▶ Consigne: Relevez, s'il vous plaît, chaque ligne du matériel qui contient le mot « blue », en tenant compte de la casse.
——————
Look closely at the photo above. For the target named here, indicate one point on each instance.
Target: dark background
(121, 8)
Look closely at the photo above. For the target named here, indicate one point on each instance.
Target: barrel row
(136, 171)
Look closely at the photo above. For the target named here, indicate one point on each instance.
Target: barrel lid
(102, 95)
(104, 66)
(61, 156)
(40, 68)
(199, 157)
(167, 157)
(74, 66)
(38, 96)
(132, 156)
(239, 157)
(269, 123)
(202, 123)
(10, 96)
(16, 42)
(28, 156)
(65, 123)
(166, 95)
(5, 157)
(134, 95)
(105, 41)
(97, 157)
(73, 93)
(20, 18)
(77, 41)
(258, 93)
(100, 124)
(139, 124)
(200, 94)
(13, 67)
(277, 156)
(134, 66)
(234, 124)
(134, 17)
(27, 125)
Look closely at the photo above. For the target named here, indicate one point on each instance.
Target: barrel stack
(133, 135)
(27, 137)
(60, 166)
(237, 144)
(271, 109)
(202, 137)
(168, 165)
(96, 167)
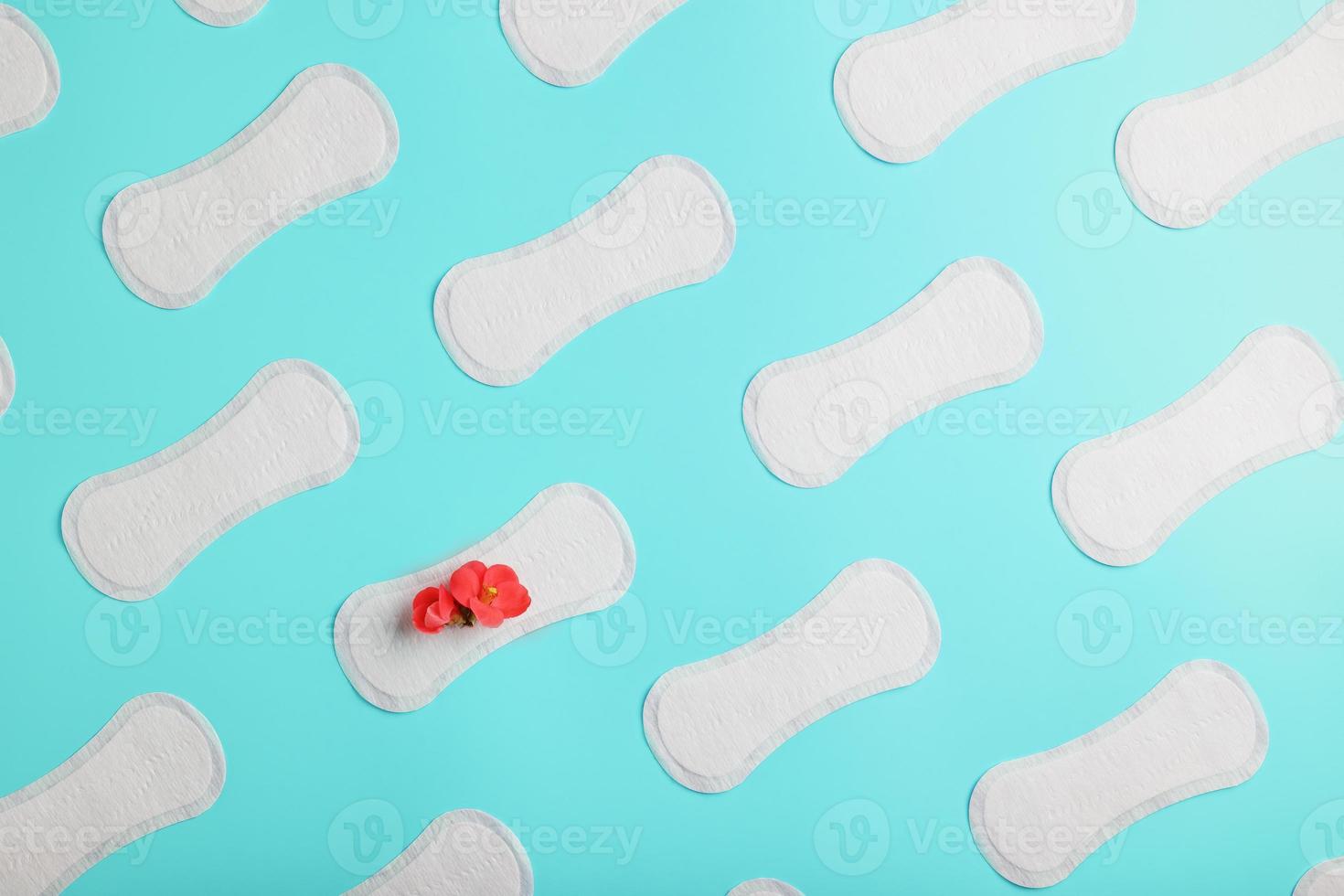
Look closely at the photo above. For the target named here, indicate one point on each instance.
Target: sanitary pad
(572, 42)
(28, 76)
(463, 853)
(222, 12)
(174, 237)
(1200, 730)
(156, 763)
(1121, 496)
(1184, 157)
(903, 91)
(132, 531)
(571, 549)
(7, 379)
(711, 723)
(976, 326)
(763, 887)
(666, 226)
(1326, 879)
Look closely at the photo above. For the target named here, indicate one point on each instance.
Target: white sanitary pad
(222, 12)
(463, 853)
(174, 237)
(1184, 157)
(132, 531)
(28, 76)
(1121, 496)
(156, 763)
(571, 549)
(7, 378)
(903, 91)
(711, 723)
(1200, 730)
(976, 326)
(763, 887)
(666, 226)
(571, 43)
(1326, 879)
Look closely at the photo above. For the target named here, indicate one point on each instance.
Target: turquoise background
(548, 733)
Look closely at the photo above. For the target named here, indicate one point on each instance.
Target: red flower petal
(433, 618)
(466, 581)
(486, 615)
(512, 600)
(425, 598)
(497, 575)
(420, 618)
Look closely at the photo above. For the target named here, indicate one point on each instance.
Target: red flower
(491, 594)
(474, 594)
(434, 609)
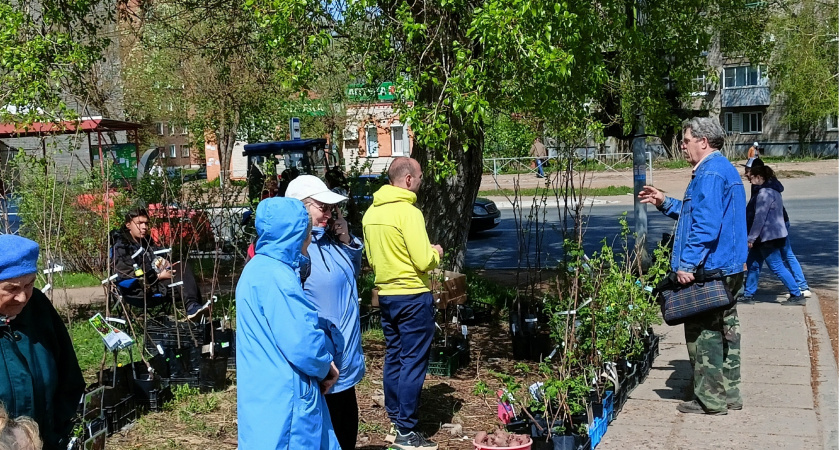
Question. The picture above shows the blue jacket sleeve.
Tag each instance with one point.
(763, 202)
(293, 324)
(706, 210)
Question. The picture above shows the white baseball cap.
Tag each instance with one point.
(310, 186)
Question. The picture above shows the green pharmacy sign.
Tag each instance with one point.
(385, 92)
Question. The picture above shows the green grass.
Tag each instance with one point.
(63, 280)
(484, 291)
(89, 348)
(532, 192)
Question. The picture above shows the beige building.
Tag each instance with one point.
(374, 136)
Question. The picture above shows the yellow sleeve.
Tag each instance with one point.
(420, 251)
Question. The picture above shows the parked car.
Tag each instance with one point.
(485, 213)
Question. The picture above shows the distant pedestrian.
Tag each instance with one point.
(283, 358)
(789, 258)
(399, 251)
(753, 152)
(540, 155)
(768, 233)
(336, 258)
(711, 233)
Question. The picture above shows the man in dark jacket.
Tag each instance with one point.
(39, 373)
(143, 272)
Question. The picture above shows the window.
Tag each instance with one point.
(831, 122)
(744, 123)
(372, 142)
(751, 122)
(699, 86)
(399, 141)
(744, 76)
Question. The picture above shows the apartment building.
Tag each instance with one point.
(374, 134)
(173, 144)
(744, 100)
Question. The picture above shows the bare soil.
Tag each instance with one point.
(829, 307)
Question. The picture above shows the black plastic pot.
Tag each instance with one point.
(570, 442)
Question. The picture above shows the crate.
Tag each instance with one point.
(609, 404)
(159, 397)
(597, 429)
(191, 381)
(121, 414)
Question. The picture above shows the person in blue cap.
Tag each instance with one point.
(284, 356)
(39, 373)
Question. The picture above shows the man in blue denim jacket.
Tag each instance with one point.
(712, 233)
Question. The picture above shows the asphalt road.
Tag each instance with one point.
(814, 223)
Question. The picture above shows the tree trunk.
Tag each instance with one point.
(447, 205)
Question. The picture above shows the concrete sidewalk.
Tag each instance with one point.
(788, 401)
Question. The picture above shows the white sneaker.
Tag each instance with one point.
(805, 293)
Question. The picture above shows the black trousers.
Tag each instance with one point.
(344, 413)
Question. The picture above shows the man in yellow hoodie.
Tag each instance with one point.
(399, 251)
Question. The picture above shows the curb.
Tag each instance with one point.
(827, 377)
(504, 203)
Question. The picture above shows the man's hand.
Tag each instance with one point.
(340, 228)
(650, 194)
(684, 277)
(166, 274)
(330, 379)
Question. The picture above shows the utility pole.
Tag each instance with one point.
(639, 181)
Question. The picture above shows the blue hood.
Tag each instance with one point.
(281, 229)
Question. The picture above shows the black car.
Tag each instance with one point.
(485, 213)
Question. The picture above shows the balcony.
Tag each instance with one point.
(745, 96)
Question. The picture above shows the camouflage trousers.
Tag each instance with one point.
(714, 349)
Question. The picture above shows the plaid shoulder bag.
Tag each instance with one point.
(680, 302)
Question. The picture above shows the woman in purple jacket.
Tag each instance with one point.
(768, 233)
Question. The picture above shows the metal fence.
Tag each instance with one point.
(614, 162)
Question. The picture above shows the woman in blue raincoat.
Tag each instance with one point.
(283, 358)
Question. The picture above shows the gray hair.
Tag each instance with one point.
(706, 127)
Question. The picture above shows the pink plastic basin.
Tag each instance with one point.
(515, 447)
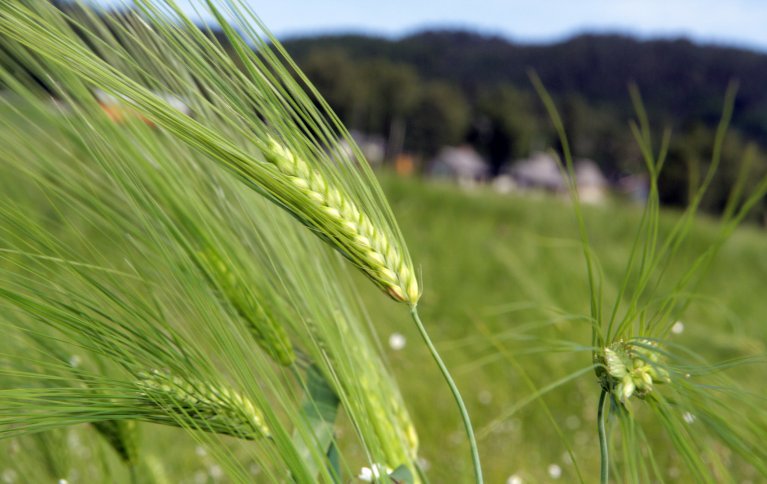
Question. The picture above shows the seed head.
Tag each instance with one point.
(631, 368)
(345, 226)
(210, 407)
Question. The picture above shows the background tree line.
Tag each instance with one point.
(449, 87)
(438, 88)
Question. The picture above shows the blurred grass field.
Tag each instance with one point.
(505, 294)
(503, 279)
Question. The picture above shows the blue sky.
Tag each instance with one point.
(733, 22)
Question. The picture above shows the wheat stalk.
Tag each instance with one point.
(211, 408)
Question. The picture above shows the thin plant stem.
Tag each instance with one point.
(456, 395)
(603, 452)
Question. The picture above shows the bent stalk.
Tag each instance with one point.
(455, 392)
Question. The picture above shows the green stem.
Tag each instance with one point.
(603, 452)
(456, 395)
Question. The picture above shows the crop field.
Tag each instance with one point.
(504, 278)
(201, 282)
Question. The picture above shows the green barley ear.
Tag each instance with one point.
(629, 369)
(342, 223)
(121, 436)
(304, 170)
(268, 333)
(206, 407)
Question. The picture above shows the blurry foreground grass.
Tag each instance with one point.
(502, 275)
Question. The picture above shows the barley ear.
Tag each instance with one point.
(201, 405)
(345, 226)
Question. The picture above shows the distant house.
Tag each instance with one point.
(462, 164)
(592, 184)
(542, 172)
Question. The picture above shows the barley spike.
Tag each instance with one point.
(356, 235)
(213, 408)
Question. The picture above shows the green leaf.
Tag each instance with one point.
(401, 475)
(319, 411)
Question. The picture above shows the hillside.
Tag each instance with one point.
(679, 79)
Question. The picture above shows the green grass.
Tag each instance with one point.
(108, 231)
(510, 265)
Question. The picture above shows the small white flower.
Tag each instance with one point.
(215, 472)
(373, 473)
(485, 397)
(397, 341)
(514, 479)
(9, 476)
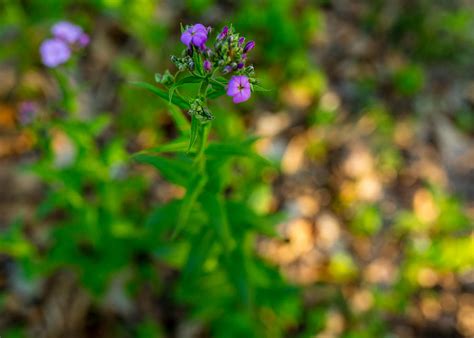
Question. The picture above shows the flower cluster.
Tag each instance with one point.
(227, 56)
(67, 38)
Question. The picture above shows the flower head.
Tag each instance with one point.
(239, 88)
(223, 34)
(195, 35)
(67, 32)
(54, 52)
(207, 65)
(249, 46)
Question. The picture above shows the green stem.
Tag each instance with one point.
(69, 102)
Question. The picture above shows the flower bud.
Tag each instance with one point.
(207, 65)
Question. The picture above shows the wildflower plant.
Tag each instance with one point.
(209, 234)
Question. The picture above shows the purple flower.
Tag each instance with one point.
(54, 52)
(27, 111)
(222, 35)
(207, 66)
(67, 31)
(239, 88)
(84, 40)
(195, 35)
(249, 46)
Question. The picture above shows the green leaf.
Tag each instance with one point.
(177, 100)
(218, 83)
(198, 254)
(181, 82)
(215, 93)
(195, 125)
(194, 189)
(174, 170)
(198, 63)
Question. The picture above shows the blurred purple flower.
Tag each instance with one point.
(195, 35)
(249, 46)
(27, 111)
(54, 52)
(67, 31)
(207, 65)
(239, 88)
(223, 33)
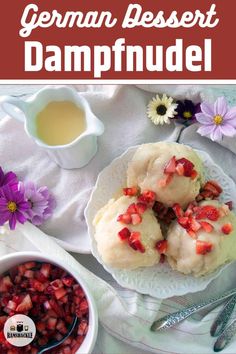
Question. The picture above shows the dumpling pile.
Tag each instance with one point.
(166, 211)
(173, 171)
(202, 241)
(127, 233)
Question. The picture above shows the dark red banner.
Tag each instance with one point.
(73, 39)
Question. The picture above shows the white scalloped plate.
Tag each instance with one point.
(158, 281)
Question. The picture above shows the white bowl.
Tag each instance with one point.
(14, 259)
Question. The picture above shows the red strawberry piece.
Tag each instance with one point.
(25, 305)
(58, 309)
(147, 197)
(29, 274)
(56, 284)
(180, 169)
(131, 191)
(2, 321)
(135, 242)
(212, 188)
(45, 269)
(124, 218)
(194, 225)
(192, 234)
(82, 328)
(159, 207)
(178, 210)
(41, 326)
(227, 228)
(188, 166)
(206, 226)
(37, 285)
(132, 209)
(136, 219)
(183, 221)
(68, 281)
(162, 258)
(12, 305)
(170, 166)
(59, 293)
(194, 174)
(161, 246)
(165, 181)
(29, 265)
(230, 205)
(199, 198)
(207, 212)
(83, 306)
(5, 283)
(141, 208)
(51, 323)
(124, 234)
(203, 247)
(61, 327)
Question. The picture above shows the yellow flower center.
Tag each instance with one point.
(187, 114)
(11, 206)
(218, 119)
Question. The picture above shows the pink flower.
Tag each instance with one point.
(13, 207)
(41, 202)
(217, 119)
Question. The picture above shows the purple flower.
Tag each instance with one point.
(217, 119)
(41, 202)
(186, 111)
(12, 207)
(8, 178)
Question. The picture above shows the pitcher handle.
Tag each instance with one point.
(9, 105)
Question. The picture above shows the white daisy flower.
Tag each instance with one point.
(159, 110)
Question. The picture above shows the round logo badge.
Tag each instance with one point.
(19, 330)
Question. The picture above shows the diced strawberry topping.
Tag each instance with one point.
(191, 233)
(187, 165)
(170, 166)
(184, 221)
(180, 169)
(147, 197)
(162, 258)
(211, 190)
(136, 219)
(141, 208)
(203, 247)
(124, 234)
(162, 183)
(194, 174)
(131, 191)
(132, 209)
(124, 218)
(25, 305)
(227, 228)
(52, 309)
(207, 212)
(135, 242)
(206, 226)
(178, 210)
(194, 225)
(230, 205)
(161, 246)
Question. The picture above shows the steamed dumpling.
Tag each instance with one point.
(147, 168)
(220, 248)
(117, 253)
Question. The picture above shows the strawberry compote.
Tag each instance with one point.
(50, 297)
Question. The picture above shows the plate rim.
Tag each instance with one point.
(122, 283)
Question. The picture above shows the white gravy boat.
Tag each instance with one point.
(77, 153)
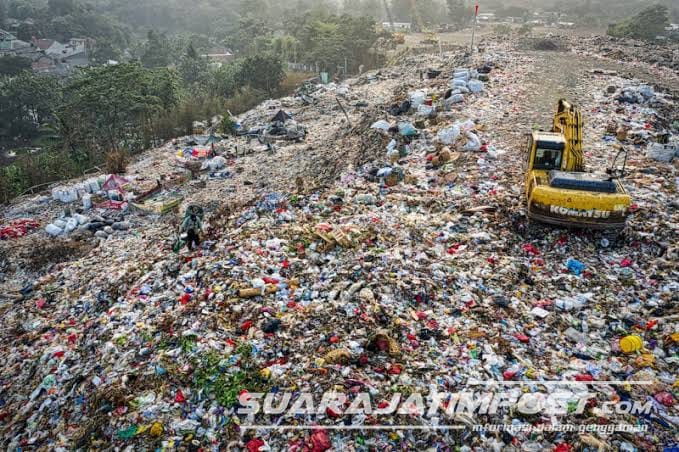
——————
▶ Résultat attendu:
Question. The picture above shows the blue jacket sleeve.
Question. The picture above shows the person in blue cap.
Question. The picture above shows the man in blue denim jacket.
Question. The picture above shows the blue hood.
Question. The picture above shows the woman in blue raincoat.
Question. The picture above shows the blue sky.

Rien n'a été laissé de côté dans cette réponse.